▸ **Passage shown**:
■ ■ ■ ■ ■
Nothing could be further from reality: Biden’s approach to China, while not perfect by any means, has accomplished more in two years than his predecessor managed in a full term in office. Let’s take a look at three major policy moves the Biden administration has made on China:
AUKUS: The deal between the United States, Australia, and the United Kingdom to provide Australia with nuclear-powered submarines was ineptly handled and poorly executed in its unveiling, precipitating a diplomatic row with France (which had contracts to build conventionally-powered submarines for Australia). But it still represents a strengthening of ties with an important Pacific ally and builds up its military capabilities over the long term.
Industrial policy: The Biden administration’s three main legislative achievements – Infrastructure Investment and Jobs Act, the CHIPS and Science Act, the Inflation Reduction Act – represent an ambitious attempt to reinvigorate America’s economy and retool it to better compete with China. Taken together, these investments in semiconductor manufacturing, carbon-free energy, and infrastructure aim to lay the foundation for American competitiveness over the long haul.
■ ■ ■ ■ ■
▸ **Provided information**:
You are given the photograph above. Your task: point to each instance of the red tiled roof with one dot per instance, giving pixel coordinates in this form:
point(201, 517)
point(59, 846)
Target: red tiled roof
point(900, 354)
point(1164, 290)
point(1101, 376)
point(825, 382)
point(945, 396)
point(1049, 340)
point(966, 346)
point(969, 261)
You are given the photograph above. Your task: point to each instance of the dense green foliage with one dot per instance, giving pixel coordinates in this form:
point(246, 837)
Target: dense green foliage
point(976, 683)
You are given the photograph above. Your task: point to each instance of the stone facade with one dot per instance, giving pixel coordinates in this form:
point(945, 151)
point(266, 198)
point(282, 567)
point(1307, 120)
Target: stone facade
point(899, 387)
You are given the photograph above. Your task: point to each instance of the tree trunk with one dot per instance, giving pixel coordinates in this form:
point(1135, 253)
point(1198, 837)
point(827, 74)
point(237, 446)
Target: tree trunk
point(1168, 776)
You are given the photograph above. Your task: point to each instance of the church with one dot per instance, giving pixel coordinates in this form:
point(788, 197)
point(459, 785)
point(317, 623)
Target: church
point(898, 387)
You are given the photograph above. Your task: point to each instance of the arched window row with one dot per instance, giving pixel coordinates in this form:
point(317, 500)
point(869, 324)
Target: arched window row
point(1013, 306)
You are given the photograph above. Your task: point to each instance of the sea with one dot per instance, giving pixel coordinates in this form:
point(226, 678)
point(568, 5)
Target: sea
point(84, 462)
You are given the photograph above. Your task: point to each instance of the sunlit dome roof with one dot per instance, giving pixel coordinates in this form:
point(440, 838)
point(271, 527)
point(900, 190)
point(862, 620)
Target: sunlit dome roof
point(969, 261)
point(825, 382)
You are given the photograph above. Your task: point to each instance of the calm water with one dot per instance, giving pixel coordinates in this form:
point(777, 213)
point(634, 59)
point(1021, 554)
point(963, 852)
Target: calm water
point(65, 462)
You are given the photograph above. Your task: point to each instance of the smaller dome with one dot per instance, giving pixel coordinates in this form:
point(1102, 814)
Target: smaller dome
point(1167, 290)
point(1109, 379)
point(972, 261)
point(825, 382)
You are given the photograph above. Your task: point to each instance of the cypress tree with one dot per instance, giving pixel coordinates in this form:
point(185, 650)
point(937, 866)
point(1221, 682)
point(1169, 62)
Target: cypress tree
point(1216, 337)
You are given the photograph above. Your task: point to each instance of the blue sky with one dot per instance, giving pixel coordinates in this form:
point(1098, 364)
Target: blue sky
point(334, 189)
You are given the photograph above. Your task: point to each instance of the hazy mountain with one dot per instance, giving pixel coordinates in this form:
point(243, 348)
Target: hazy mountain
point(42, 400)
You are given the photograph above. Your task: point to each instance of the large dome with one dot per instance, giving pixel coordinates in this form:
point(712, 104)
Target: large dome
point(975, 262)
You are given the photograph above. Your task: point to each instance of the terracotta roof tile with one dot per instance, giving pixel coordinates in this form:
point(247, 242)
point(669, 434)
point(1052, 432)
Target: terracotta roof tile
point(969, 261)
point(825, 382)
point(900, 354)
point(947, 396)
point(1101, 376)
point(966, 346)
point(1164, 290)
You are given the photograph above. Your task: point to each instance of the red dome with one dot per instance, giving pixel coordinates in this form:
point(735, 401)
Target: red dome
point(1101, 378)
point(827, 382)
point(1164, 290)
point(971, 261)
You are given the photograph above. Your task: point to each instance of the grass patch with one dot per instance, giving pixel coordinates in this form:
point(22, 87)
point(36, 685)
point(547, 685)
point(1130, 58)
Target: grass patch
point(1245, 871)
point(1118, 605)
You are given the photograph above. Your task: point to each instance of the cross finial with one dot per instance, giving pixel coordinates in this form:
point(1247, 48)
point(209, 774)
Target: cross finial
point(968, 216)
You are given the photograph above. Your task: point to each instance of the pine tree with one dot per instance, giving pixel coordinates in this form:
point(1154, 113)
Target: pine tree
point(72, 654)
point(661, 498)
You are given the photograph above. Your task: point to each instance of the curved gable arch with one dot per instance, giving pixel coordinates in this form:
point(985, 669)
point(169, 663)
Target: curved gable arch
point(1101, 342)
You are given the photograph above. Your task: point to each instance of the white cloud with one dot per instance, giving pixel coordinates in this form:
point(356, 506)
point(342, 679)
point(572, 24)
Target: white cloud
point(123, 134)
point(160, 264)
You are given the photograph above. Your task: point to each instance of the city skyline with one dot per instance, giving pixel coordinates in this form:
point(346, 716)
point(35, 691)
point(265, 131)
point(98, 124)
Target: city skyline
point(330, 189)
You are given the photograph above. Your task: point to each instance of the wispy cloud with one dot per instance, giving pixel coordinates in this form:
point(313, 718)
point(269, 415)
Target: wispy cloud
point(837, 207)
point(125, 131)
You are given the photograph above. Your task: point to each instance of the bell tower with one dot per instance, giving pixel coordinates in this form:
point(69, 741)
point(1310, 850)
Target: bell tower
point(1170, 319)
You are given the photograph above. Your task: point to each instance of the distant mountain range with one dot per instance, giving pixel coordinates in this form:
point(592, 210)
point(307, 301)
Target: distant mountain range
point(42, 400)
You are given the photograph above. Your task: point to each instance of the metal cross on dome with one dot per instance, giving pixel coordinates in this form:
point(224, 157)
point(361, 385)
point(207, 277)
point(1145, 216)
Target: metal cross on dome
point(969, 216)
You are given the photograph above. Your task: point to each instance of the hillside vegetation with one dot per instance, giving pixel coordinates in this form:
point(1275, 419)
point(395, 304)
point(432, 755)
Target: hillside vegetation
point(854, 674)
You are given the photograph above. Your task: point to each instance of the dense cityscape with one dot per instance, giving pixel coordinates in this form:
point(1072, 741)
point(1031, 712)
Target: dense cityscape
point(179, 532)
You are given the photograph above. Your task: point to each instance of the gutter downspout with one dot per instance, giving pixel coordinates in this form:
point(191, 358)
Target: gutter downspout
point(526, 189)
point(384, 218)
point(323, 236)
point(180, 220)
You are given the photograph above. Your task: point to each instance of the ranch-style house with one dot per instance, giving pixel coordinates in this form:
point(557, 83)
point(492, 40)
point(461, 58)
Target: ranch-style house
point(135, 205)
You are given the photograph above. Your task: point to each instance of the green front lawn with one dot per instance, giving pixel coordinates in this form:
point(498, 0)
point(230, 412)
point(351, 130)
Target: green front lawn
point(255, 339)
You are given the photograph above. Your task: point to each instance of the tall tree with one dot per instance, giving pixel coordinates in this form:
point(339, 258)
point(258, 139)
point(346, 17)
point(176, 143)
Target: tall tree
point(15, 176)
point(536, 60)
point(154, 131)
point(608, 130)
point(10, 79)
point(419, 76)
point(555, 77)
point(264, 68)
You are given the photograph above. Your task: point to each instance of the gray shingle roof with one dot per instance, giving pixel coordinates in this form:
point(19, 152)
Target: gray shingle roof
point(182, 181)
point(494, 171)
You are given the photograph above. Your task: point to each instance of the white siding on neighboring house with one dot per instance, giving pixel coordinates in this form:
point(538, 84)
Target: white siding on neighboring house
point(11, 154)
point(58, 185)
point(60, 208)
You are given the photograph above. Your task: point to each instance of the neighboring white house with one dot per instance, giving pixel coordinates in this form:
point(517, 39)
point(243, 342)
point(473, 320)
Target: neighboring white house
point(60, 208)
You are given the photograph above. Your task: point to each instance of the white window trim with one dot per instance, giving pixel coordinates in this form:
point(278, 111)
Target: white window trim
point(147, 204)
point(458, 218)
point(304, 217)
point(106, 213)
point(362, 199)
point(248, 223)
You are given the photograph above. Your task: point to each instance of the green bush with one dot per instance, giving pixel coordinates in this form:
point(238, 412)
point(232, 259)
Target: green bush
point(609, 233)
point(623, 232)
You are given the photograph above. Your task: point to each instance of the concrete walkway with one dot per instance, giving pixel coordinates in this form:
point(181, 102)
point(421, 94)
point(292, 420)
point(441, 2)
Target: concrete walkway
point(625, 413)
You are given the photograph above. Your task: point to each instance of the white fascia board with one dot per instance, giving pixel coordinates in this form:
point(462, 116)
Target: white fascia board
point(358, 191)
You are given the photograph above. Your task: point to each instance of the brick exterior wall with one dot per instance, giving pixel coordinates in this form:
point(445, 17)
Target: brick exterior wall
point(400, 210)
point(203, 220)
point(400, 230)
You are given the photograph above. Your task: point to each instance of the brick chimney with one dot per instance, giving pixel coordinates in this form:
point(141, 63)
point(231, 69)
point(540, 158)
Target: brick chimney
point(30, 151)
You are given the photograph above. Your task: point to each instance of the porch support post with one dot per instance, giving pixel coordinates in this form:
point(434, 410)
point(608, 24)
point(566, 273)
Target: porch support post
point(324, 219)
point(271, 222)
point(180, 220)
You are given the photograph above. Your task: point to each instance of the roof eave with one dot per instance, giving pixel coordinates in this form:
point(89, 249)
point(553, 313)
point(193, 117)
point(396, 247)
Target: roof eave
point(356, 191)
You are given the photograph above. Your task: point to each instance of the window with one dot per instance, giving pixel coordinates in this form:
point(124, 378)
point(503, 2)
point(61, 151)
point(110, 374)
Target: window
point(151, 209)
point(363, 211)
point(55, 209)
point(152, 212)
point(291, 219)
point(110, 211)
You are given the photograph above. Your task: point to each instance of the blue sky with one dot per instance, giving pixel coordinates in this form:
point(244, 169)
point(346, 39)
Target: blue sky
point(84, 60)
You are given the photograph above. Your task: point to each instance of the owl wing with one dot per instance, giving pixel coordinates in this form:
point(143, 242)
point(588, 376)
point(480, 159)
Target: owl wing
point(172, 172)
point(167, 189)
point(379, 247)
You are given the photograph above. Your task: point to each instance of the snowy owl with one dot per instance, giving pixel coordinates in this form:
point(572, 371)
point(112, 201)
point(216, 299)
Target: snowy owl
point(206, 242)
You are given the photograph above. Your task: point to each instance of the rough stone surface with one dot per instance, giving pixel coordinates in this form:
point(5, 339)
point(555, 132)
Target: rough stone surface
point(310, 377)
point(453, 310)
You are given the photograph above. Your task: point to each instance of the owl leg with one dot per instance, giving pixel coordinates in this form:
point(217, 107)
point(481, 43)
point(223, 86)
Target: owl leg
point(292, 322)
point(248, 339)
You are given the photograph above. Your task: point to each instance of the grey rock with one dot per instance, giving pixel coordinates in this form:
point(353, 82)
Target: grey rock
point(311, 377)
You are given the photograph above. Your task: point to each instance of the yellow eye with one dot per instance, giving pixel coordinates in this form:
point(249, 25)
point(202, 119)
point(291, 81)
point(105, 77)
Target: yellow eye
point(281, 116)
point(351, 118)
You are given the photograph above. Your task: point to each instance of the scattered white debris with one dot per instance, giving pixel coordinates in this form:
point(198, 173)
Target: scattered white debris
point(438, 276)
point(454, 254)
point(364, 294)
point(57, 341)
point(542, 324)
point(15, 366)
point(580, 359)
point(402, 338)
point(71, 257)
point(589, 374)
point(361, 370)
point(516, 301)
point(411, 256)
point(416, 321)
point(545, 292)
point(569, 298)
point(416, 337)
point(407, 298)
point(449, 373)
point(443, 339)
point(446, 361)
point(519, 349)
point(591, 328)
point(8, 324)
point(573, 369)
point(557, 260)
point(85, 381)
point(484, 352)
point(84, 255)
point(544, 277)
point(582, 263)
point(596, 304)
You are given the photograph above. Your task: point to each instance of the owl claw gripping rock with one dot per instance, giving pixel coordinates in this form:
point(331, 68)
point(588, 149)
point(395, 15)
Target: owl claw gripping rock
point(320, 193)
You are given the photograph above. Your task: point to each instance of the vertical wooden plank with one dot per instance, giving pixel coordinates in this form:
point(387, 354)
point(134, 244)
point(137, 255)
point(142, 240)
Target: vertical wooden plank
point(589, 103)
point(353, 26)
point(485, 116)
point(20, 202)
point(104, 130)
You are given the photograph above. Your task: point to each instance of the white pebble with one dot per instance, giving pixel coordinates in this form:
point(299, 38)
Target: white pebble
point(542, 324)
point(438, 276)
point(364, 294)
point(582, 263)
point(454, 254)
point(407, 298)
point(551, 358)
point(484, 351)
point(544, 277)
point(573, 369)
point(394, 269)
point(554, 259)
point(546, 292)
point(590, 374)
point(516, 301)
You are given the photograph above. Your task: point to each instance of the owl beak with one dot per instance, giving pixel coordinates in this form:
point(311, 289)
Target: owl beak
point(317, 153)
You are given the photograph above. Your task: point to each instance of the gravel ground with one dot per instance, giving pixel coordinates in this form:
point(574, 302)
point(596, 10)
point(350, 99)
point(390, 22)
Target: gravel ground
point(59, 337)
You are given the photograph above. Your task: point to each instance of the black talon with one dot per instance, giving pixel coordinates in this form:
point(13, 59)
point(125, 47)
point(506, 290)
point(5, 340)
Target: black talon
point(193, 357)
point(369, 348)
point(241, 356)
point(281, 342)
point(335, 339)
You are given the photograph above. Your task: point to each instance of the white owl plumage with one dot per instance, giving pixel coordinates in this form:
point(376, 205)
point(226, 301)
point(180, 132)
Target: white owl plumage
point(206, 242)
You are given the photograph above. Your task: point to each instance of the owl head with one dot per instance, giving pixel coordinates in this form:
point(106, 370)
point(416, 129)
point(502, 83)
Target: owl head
■ ■ ■ ■ ■
▸ **Set exercise**:
Write the next part of the passage about Biden's approach to China, picking up right after its last sentence.

▸ **Output below**:
Semiconductor export controls: In October, the Commerce Department issued sweeping new restrictions on the export of semiconductors and other critical advanced computer parts to China – severely curtailing Beijing’s “ability to obtain advanced computing chips, develop and maintain supercomputers, and manufacture advanced semiconductors.” Though largely unnoticed outside niche policy and journalism circles, these limits represent a decisive use of American economic and technological power to curb the geopolitical ambitions of a potential rival.
Beyond these three main policy moves, the Biden administration has rightly resisted calls to appease Beijing made by a number of self-proclaimed progressives terrified that a “new Cold War” might emerge.
For its part, China faces growing troubles at home exacerbated by maximum leader Xi Jinping’s drive to consolidate power in his own hands. He’s sidelined virtually all domestic political rivals in the ruling Chinese Communist Party – former head of state Hu Jintao was even physically removed from the recent twice-a-decade party congress for reasons that remain murky at best.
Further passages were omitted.